■ Excerpted text ■
────────

I would like to share with colleagues some of the feedback from the bee summit and ask the Minister to consider incorporating the following points into the final strategy. I am very appreciative of the fact that DEFRA’s bee policy lead, Richard Watkins, came to the bee summit—he is also here today—and I pay tribute to the work he has done. He will be able to give the Minister a full briefing on the summit.

I urge the Minister to put at the top of his to-do list the need to integrate pest and pollinator management on farms and to ensure that there is support to enable farmers to do that in the forthcoming changes to CAP payments. Once he has tackled that, there is an urgent need to ensure that all farmers and land managers have access to education about the pollinator strategy and new ways of managing pest control and their crops.

────────

[Collected data entries]
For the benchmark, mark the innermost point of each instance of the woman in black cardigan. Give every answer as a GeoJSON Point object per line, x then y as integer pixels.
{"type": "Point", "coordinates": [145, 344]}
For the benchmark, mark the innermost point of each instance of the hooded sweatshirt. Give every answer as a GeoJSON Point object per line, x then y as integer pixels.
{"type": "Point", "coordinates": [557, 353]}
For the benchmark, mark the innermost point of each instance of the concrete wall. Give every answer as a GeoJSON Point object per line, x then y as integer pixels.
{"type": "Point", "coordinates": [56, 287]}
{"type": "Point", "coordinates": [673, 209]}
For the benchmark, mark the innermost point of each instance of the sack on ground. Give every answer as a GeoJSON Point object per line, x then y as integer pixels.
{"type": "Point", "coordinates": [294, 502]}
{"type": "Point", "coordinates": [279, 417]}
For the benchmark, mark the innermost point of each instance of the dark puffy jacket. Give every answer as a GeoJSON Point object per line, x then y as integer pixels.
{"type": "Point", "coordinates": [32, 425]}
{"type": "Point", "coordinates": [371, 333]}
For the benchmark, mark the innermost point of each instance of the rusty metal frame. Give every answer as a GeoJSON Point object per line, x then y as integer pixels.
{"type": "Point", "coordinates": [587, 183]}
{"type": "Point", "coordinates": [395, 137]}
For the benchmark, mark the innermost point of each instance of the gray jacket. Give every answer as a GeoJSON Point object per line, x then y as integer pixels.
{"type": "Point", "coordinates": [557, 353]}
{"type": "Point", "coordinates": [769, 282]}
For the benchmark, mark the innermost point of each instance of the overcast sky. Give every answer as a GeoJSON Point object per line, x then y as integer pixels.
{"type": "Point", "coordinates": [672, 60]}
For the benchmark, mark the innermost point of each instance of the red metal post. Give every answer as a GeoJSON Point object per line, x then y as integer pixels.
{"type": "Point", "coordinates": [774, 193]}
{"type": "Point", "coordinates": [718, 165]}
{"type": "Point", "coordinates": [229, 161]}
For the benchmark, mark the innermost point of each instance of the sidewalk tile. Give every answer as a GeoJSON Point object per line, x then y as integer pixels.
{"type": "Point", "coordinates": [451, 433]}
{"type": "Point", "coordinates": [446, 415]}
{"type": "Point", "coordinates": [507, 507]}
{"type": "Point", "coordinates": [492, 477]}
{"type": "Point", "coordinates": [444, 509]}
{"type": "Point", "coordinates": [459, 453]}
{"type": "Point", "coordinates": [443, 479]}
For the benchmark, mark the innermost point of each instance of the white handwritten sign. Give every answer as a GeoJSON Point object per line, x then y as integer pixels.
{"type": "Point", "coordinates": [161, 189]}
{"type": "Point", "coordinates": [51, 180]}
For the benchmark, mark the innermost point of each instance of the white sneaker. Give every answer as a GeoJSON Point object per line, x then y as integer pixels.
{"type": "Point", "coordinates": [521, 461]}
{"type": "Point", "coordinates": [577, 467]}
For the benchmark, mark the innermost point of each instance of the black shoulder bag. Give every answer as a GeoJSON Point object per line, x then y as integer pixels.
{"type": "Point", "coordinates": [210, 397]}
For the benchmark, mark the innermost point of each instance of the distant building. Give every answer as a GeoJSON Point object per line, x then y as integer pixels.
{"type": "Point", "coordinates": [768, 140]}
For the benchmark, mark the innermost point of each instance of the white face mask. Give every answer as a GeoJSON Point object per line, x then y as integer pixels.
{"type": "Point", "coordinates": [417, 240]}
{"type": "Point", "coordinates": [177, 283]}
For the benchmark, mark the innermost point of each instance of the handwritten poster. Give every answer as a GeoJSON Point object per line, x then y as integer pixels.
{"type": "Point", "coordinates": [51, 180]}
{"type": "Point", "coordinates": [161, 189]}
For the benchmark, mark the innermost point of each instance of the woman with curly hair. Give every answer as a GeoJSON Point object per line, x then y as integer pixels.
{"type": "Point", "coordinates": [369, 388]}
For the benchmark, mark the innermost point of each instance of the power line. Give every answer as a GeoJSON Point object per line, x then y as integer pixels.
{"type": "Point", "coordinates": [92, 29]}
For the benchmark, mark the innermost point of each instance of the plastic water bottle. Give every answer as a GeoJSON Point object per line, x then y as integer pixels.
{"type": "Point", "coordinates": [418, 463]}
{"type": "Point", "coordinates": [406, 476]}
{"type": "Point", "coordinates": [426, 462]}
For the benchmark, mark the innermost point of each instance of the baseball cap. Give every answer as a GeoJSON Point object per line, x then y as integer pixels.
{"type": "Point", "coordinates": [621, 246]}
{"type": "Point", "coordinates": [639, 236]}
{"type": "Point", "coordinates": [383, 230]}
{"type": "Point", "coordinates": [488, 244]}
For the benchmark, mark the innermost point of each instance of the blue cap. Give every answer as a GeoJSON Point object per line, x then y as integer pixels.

────────

■ Assignment ■
Reproduce the bee summit passage without changes, everything from "I would like" down to "and their crops.".

■ Task solution ■
I would like to share with colleagues some of the feedback from the bee summit and ask the Minister to consider incorporating the following points into the final strategy. I am very appreciative of the fact that DEFRA’s bee policy lead, Richard Watkins, came to the bee summit—he is also here today—and I pay tribute to the work he has done. He will be able to give the Minister a full briefing on the summit.

I urge the Minister to put at the top of his to-do list the need to integrate pest and pollinator management on farms and to ensure that there is support to enable farmers to do that in the forthcoming changes to CAP payments. Once he has tackled that, there is an urgent need to ensure that all farmers and land managers have access to education about the pollinator strategy and new ways of managing pest control and their crops.